#### What to work on:
Copy every entry precisely.
** Start Data provided **
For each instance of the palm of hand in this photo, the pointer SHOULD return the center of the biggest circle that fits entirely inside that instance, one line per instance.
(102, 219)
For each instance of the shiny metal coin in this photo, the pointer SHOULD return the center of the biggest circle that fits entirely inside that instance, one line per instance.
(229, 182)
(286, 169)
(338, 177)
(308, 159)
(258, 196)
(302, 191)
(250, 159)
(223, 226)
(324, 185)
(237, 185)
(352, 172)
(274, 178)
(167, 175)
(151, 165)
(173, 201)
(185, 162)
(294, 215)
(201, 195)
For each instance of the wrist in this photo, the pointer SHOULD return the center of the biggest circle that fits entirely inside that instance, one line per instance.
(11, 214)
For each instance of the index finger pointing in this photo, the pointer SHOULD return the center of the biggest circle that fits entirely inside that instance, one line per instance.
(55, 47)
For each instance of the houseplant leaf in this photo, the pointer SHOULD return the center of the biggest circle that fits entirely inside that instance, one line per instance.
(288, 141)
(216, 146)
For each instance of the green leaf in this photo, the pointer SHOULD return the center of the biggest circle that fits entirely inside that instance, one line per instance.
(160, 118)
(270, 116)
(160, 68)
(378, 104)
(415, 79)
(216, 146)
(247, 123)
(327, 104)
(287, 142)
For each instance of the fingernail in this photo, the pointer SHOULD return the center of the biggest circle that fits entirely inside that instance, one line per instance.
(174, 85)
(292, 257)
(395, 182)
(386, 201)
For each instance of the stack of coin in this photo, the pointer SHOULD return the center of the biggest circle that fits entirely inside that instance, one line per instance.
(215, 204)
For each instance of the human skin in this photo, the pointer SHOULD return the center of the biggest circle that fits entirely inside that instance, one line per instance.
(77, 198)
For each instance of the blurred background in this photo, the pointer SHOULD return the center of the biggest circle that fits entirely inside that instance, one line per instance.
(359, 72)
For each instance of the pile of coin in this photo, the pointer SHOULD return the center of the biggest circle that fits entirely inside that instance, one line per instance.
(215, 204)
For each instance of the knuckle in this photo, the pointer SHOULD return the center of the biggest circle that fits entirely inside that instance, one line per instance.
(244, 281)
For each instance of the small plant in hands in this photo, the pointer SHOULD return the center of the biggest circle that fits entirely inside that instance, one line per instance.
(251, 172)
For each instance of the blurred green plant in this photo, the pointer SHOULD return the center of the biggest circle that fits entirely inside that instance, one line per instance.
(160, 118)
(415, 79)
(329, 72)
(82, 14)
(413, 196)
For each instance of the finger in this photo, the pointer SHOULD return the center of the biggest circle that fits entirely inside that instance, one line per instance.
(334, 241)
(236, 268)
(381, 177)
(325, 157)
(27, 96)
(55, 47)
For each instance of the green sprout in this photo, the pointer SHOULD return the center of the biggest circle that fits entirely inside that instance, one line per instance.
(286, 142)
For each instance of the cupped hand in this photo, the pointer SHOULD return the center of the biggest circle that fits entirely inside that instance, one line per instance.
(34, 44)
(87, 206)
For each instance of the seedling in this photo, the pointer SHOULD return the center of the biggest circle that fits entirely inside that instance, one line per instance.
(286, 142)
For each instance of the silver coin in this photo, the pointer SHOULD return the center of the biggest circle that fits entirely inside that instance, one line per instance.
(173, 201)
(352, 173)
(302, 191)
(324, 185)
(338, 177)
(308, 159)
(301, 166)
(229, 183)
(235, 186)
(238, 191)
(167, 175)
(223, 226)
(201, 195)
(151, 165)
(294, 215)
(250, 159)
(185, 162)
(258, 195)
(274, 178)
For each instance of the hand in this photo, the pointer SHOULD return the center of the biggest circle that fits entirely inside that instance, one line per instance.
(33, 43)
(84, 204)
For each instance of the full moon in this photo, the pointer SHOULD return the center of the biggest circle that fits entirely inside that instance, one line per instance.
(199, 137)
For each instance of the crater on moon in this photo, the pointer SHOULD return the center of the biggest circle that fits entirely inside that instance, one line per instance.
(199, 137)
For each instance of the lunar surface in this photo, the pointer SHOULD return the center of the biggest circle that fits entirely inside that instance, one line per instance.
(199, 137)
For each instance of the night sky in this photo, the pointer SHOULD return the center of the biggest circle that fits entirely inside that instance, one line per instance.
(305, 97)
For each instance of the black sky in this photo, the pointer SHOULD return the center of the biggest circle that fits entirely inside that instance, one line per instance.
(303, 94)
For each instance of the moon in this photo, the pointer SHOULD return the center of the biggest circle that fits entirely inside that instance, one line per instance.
** End Data provided **
#### Full solution:
For each instance of the palm of hand in this photo, the pointer SHOULD return the center of the biggest circle that fits entirely inside that instance, one line per instance.
(102, 219)
For each instance of the shiny metal coin in this photo, the pointer SHOULD return the center of the biggest circle that fits entirely inside that instance, one line per instance.
(229, 182)
(286, 169)
(338, 177)
(308, 159)
(258, 196)
(302, 191)
(250, 159)
(223, 226)
(324, 185)
(237, 185)
(352, 172)
(274, 178)
(167, 175)
(151, 165)
(173, 201)
(185, 162)
(294, 215)
(201, 195)
For each instance of the wrist in this photo, the pointer SHOULD return the center of the biggest circle that fits entirely inside that instance, one line per instance.
(11, 214)
For each instance of the index finger pointing in this photo, the pointer SHOULD return the center of the biggest circle that fits entirely inside that instance, one line per instance.
(55, 47)
For each instance of the houseplant leaf in this photo, the pointer SHOULD return the center of the biggest circle that fits entirely inside that instance, one line per instance.
(288, 141)
(216, 146)
For each instance of the green leaf in this photo, the pointer SHOULD return the center of the biggest circle that fits entirely inside that instance, one line per instance.
(160, 118)
(270, 116)
(160, 68)
(378, 104)
(415, 79)
(216, 146)
(247, 123)
(327, 104)
(287, 142)
For each instance of the fingernail in this photo, the pointer SHOULD return the center of the biggest circle that fits entirely inside that instance, one line per instance.
(174, 85)
(292, 257)
(395, 182)
(386, 201)
For each instance of the stack of coin in this photo, the pointer SHOULD return the center of the biggest circle that fits entirely inside that instance, one line per instance.
(215, 204)
For each instance of the human skin in this photo, the pointer SHOULD return the center of the biggest circle that fits entirely inside that instance, one line per instance.
(77, 198)
For each instance of the blurred background in this photo, the pointer SHOULD return the center of the biggest circle that fits entirely inside that instance, one line per instance.
(359, 72)
For each instance of the pile of coin in this photo, the pointer SHOULD return the center of the biggest circle that fits entirely inside that instance, one line per instance.
(215, 204)
For each instance of the knuckle in this photo, the pointer SHOULD return the center of the biggest circle that fits entirely inside that instance, one line per instance.
(244, 281)
For each instance of the small plant in hands in this photo, the pointer SHOULD return the center of the biggest circle that fits entirely inside that instance, one line per instance.
(251, 172)
For each instance of the blurred green plant in this photo, the pointer SHOULD return the center of the biggest circle that fits entirely inside that instance, one line per instance.
(160, 118)
(415, 79)
(329, 72)
(82, 14)
(413, 196)
For each instance of the finger in this photo, the pointer SHOULD return the center of the biggest circle that fits entirely inside that instance, one line per instance.
(334, 241)
(236, 268)
(381, 177)
(325, 157)
(27, 96)
(55, 47)
For each instance of the green sprout in this photo, the pointer SHOULD return the center of the biggest circle that fits entirely inside that instance, one line per instance.
(286, 142)
For each instance of the cupped hand in this photo, the pointer SHOULD return the center of the biggest circle that fits entirely inside that instance, one line per instance.
(34, 44)
(87, 206)
For each instance of the seedling in this photo, the pointer SHOULD return the center of the biggest circle that fits entirely inside that instance, one line per instance.
(286, 142)
For each instance of the silver coin in this photo, the pointer SHOULD return the center of the biggest circle that fits entirely inside that instance, one line per instance.
(173, 201)
(352, 173)
(302, 191)
(324, 185)
(338, 177)
(308, 159)
(301, 166)
(229, 183)
(235, 186)
(238, 191)
(167, 175)
(223, 226)
(201, 195)
(151, 165)
(294, 215)
(250, 159)
(185, 162)
(258, 195)
(274, 178)
For each instance of the hand in this photo, the pointer SHOULD return the center of the biggest circle that fits entirely inside that instance, one line per instance.
(33, 43)
(84, 204)
For each instance of the full moon in this photo, the pointer SHOULD return the center of the biggest circle that fits entirely inside that instance, one line per instance.
(199, 137)
For each instance of the crater on moon in this photo, the pointer SHOULD return the center of the biggest circle that fits entirely inside that instance, one line per instance.
(199, 137)
For each instance of the lunar surface in this photo, the pointer SHOULD return the center of the biggest circle that fits entirely inside that instance, one line per instance.
(199, 137)
For each instance of the night sky in this photo, the pointer SHOULD return the center of the biggest circle that fits entirely inside that instance, one line per instance.
(305, 97)
For each instance of the black sky in this photo, the pointer SHOULD return the center of the biggest circle that fits entirely inside that instance, one line per instance.
(303, 94)
For each instance of the moon in this photo, the pointer SHOULD return the center of the biggest circle that fits entirely inside that instance, one line per instance.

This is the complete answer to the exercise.